Data drawn from a collection:
* start *

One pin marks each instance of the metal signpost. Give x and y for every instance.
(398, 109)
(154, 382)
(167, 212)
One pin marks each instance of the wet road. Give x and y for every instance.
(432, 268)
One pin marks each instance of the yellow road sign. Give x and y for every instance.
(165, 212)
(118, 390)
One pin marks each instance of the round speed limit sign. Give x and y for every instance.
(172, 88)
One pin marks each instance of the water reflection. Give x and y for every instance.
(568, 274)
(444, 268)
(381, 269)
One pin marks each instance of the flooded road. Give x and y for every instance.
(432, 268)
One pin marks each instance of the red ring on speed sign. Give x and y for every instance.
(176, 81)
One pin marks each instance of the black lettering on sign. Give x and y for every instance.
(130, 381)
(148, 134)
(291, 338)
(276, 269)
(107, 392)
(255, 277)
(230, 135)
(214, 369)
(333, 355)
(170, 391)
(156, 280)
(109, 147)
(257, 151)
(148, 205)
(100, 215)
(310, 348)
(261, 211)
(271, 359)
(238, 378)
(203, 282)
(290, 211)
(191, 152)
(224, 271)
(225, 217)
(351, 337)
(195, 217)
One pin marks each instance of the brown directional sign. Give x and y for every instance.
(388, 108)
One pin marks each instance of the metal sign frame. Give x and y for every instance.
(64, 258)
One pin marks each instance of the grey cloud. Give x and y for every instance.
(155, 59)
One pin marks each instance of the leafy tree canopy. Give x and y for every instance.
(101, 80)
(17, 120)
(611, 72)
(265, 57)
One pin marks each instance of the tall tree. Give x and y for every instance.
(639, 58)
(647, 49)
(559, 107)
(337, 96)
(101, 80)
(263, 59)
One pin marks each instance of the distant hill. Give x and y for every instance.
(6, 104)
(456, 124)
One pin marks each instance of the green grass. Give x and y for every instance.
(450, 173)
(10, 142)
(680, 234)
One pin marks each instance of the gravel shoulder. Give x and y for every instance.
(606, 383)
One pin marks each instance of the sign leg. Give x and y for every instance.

* end *

### [Work to do]
Express the lines of the items as a numbered list, skipping blank lines. Start at the line containing "One pin marks each instance of the green" and continue through the final line of the items, both included.

### [Worked answer]
1. One pin marks each instance of the green grass. Give x and y for every instance.
2. (450, 173)
3. (10, 142)
4. (680, 234)
5. One pin marks each instance of the gravel shoulder. Give x and y for every instance.
6. (606, 383)
7. One pin marks each instance of the sign leg. Give x and y for every instance.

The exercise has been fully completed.